── Fragmento fuente ──

Sin embargo, a pesar de estas manifiestas carencias, su potencial de actividad desbordante sigue constituyendo una atracción. Y ese poder se afirma extramuros, como suelen sugerirlo las novelas y los relatos. La ciudad es un agente desestabilizador que pone en peligro -deliberadamente o no- el orden establecido, como cuando Rolanda, fuera por un tiempo de Buenos Aires, se divierte perturbando la apacible y ordenada vida de un provinciano con anónimos crueles:

 

Sigo hoy más tranquila, pero el ultimátum de los quince días se mantiene. Aclaro que no sé si Krum me habla de Bakunin y la 1ª o si de Lenin y la 3ª. Sí, lo de los anónimos era algo exagerado, peo ya tanto da que haya hecho eso u otra cosa. Y nada de farsas ni frases: no se me ocurrió eso por odio ni por degeneración burguesa ni nada de las estupideces de tu carta.

Tendría el mismo resultado mandando anónimo a un koljós o falansterio o como se llamen los chiqueros de fraternización. Paciencia y basta, no quiero hacer el Krum contigo. (78)

 

Además, la ciudad puede penetrar pérfidamente en un mundo aparentemente estable hasta amenazar su cohesión, como en Convalecencia. En este cuento, la heroína, que ha renunciado a toda relación con el mundo exterior para vivir un excepcional idilio con la playa, el mar y el cielo, para existir, silenciosamente, sólo a través de la red de sensaciones nuevas e intensas que le produce la contemplación de la naturaleza, instalándola en “un tiempo remoto (…), en (una) tierra despoblada, antes de la tribu y los primeros dioses” (79), es bruscamente arrastrada, a través de un desacertado llamado telefónico, hacia el mundo de la ciudad, los hombres, la pasión y el absurdo. El “zumbido de la ciudad” (80), aparentemente demasiado débil para trastornar la armonía natural, puede más que ese “pedazo de playa” (81), ese triángulo de arena tan bien amarrado (82) -así lo parecía- al horizonte: a pesar de su embriagadora belleza, el mundo de la playa, “tan antigua y tercamente puro” (83), debe someterse a la ciudad.

───

[Objetivo del ejercicio] Según el fragmento, ¿a través de qué es arrastrada la heroína de Convalecencia hacia el mundo de la ciudad? El material no tiene nada que ver con el fragmento.

── Material proporcionado ──

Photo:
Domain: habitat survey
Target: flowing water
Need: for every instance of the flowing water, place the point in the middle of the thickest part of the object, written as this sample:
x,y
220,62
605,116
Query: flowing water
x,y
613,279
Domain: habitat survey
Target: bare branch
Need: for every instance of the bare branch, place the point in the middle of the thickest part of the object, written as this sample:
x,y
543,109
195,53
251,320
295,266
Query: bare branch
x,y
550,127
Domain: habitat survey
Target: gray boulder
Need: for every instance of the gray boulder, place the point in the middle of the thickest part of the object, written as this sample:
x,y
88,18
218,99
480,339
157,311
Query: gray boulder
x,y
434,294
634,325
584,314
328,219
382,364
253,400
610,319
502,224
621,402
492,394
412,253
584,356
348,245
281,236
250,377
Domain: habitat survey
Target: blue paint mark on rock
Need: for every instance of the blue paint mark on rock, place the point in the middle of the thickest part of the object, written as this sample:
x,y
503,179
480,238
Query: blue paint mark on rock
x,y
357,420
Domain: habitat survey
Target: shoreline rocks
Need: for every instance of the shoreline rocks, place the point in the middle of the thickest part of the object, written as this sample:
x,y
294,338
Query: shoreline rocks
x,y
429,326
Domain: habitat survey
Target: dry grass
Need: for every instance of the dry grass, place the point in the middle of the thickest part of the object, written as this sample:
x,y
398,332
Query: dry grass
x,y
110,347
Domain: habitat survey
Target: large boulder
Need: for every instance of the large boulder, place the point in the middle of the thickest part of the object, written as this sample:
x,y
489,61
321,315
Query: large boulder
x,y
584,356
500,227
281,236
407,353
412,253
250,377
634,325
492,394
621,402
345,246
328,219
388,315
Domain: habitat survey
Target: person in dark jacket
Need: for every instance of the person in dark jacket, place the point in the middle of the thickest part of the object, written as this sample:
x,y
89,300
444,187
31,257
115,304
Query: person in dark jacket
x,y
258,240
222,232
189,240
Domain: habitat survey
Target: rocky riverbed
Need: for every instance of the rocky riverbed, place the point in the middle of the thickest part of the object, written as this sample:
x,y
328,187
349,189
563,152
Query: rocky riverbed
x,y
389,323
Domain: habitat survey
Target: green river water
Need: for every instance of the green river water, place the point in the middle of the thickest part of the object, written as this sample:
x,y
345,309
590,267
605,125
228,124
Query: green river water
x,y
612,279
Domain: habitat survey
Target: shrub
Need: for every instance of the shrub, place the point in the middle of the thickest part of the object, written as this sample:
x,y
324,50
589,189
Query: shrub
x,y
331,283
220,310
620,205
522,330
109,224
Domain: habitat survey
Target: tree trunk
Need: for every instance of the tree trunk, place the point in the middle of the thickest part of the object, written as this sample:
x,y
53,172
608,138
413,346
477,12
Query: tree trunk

───

[Respuesta] A través de un desacertado llamado telefónico.